PROMPT.
From the first line of the material through the line that holds "target: office window", repeat each line exactly and skip any picture.

GIVEN ENTRIES.
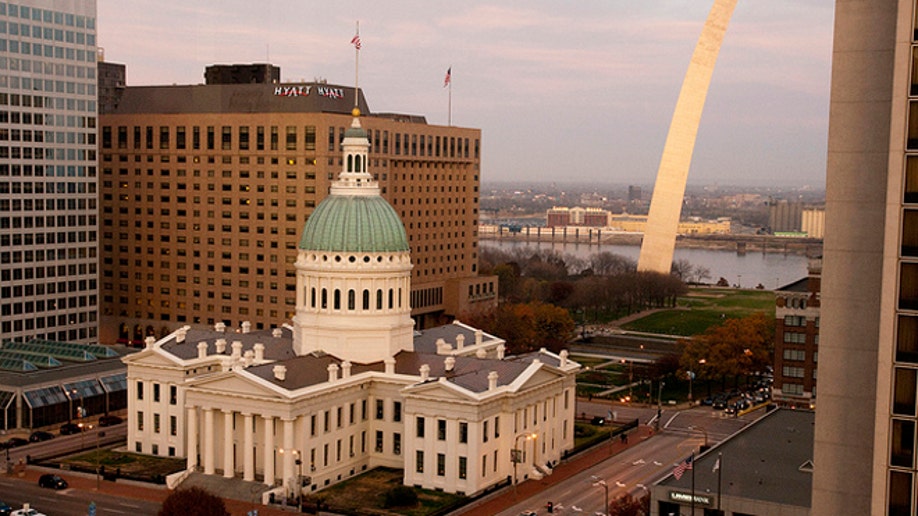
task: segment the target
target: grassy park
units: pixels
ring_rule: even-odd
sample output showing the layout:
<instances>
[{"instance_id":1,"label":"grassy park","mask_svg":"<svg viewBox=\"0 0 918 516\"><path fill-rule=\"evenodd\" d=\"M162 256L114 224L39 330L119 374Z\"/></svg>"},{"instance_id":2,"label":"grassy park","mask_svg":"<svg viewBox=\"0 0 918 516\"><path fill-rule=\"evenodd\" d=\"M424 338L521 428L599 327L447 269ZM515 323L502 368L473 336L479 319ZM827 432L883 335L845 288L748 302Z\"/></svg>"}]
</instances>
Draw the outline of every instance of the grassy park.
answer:
<instances>
[{"instance_id":1,"label":"grassy park","mask_svg":"<svg viewBox=\"0 0 918 516\"><path fill-rule=\"evenodd\" d=\"M675 308L657 310L622 325L622 329L661 335L690 337L720 324L725 318L746 317L754 312L775 313L770 290L693 288Z\"/></svg>"}]
</instances>

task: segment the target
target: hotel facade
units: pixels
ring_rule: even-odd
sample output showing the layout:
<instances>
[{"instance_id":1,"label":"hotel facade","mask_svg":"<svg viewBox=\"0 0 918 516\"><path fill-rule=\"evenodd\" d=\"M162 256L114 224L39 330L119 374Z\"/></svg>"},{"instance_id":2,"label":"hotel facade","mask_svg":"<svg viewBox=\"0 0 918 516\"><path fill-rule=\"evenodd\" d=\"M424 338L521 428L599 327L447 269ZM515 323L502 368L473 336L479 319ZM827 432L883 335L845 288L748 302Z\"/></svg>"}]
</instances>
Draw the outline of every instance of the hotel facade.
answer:
<instances>
[{"instance_id":1,"label":"hotel facade","mask_svg":"<svg viewBox=\"0 0 918 516\"><path fill-rule=\"evenodd\" d=\"M355 104L408 235L418 327L493 306L496 278L477 270L480 131L372 113L354 95L325 83L123 88L101 116L102 342L292 317L300 231L342 166Z\"/></svg>"}]
</instances>

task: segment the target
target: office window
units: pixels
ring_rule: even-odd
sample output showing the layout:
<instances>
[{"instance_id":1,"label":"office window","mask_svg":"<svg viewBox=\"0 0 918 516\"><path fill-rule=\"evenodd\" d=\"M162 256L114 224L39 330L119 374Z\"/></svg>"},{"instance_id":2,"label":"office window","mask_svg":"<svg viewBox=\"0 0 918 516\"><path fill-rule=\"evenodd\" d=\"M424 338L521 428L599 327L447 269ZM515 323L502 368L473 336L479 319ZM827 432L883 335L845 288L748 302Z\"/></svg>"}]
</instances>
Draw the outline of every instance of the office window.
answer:
<instances>
[{"instance_id":1,"label":"office window","mask_svg":"<svg viewBox=\"0 0 918 516\"><path fill-rule=\"evenodd\" d=\"M178 388L175 385L169 386L169 404L175 405L178 403Z\"/></svg>"},{"instance_id":2,"label":"office window","mask_svg":"<svg viewBox=\"0 0 918 516\"><path fill-rule=\"evenodd\" d=\"M156 403L159 403L159 384L158 383L153 384L153 401L155 401Z\"/></svg>"},{"instance_id":3,"label":"office window","mask_svg":"<svg viewBox=\"0 0 918 516\"><path fill-rule=\"evenodd\" d=\"M392 434L392 454L401 455L402 454L402 434L395 432Z\"/></svg>"},{"instance_id":4,"label":"office window","mask_svg":"<svg viewBox=\"0 0 918 516\"><path fill-rule=\"evenodd\" d=\"M469 424L465 421L459 422L459 442L467 443L469 442Z\"/></svg>"},{"instance_id":5,"label":"office window","mask_svg":"<svg viewBox=\"0 0 918 516\"><path fill-rule=\"evenodd\" d=\"M383 400L376 400L376 419L382 419L385 410Z\"/></svg>"},{"instance_id":6,"label":"office window","mask_svg":"<svg viewBox=\"0 0 918 516\"><path fill-rule=\"evenodd\" d=\"M414 470L418 473L424 472L424 452L421 450L414 453Z\"/></svg>"},{"instance_id":7,"label":"office window","mask_svg":"<svg viewBox=\"0 0 918 516\"><path fill-rule=\"evenodd\" d=\"M446 455L443 453L437 454L437 476L442 477L446 475Z\"/></svg>"},{"instance_id":8,"label":"office window","mask_svg":"<svg viewBox=\"0 0 918 516\"><path fill-rule=\"evenodd\" d=\"M392 404L392 421L399 422L402 420L402 402L396 401Z\"/></svg>"},{"instance_id":9,"label":"office window","mask_svg":"<svg viewBox=\"0 0 918 516\"><path fill-rule=\"evenodd\" d=\"M459 457L459 478L465 478L467 476L467 473L466 473L467 467L468 467L468 464L466 464L465 457Z\"/></svg>"},{"instance_id":10,"label":"office window","mask_svg":"<svg viewBox=\"0 0 918 516\"><path fill-rule=\"evenodd\" d=\"M137 430L143 431L143 411L137 411Z\"/></svg>"},{"instance_id":11,"label":"office window","mask_svg":"<svg viewBox=\"0 0 918 516\"><path fill-rule=\"evenodd\" d=\"M140 380L137 381L137 399L143 399L143 382Z\"/></svg>"},{"instance_id":12,"label":"office window","mask_svg":"<svg viewBox=\"0 0 918 516\"><path fill-rule=\"evenodd\" d=\"M178 434L178 418L169 416L169 435Z\"/></svg>"},{"instance_id":13,"label":"office window","mask_svg":"<svg viewBox=\"0 0 918 516\"><path fill-rule=\"evenodd\" d=\"M376 453L382 453L383 451L383 433L381 430L376 431L376 448L374 448Z\"/></svg>"},{"instance_id":14,"label":"office window","mask_svg":"<svg viewBox=\"0 0 918 516\"><path fill-rule=\"evenodd\" d=\"M417 419L415 420L415 423L416 423L415 426L417 427L417 433L415 435L417 437L423 438L424 437L424 418L421 416L418 416Z\"/></svg>"}]
</instances>

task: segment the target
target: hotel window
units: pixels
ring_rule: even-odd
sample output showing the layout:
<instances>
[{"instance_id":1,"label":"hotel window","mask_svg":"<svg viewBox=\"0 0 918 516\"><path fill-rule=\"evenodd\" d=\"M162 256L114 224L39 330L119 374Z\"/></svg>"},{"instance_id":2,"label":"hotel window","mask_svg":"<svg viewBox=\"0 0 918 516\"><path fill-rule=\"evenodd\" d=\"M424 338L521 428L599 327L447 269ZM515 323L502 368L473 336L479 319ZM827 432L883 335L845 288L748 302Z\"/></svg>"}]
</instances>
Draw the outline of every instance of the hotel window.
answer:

RESPONSE.
task: segment the target
target: grassy park
units: pixels
ring_rule: even-odd
sample output showing the layout:
<instances>
[{"instance_id":1,"label":"grassy park","mask_svg":"<svg viewBox=\"0 0 918 516\"><path fill-rule=\"evenodd\" d=\"M162 256L114 224L39 330L119 374Z\"/></svg>"},{"instance_id":2,"label":"grassy park","mask_svg":"<svg viewBox=\"0 0 918 516\"><path fill-rule=\"evenodd\" d=\"M424 338L521 428L599 327L447 269ZM515 323L502 368L473 336L479 319ZM827 432L883 335L845 288L748 302Z\"/></svg>"}]
</instances>
Draw the outline of every instance of the grassy park.
answer:
<instances>
[{"instance_id":1,"label":"grassy park","mask_svg":"<svg viewBox=\"0 0 918 516\"><path fill-rule=\"evenodd\" d=\"M675 308L657 310L622 325L622 329L661 335L690 337L720 324L725 318L746 317L754 312L775 313L770 290L693 288Z\"/></svg>"}]
</instances>

task: segment the target
target: hotel facade
units: pixels
ring_rule: even-odd
sample output showing the layout:
<instances>
[{"instance_id":1,"label":"hotel facade","mask_svg":"<svg viewBox=\"0 0 918 516\"><path fill-rule=\"evenodd\" d=\"M162 256L114 224L39 330L119 374Z\"/></svg>"},{"instance_id":2,"label":"hotel facade","mask_svg":"<svg viewBox=\"0 0 918 516\"><path fill-rule=\"evenodd\" d=\"M424 338L521 428L599 327L447 269ZM515 323L502 368L473 336L479 319ZM827 432L883 335L845 288L748 302Z\"/></svg>"}]
</instances>
Draw the outline of every instance of the hotel facade.
answer:
<instances>
[{"instance_id":1,"label":"hotel facade","mask_svg":"<svg viewBox=\"0 0 918 516\"><path fill-rule=\"evenodd\" d=\"M355 104L408 235L418 327L493 306L496 278L477 270L480 131L372 113L354 95L325 83L123 88L101 116L102 342L292 317L300 231L342 166Z\"/></svg>"}]
</instances>

task: segment the target
target: office window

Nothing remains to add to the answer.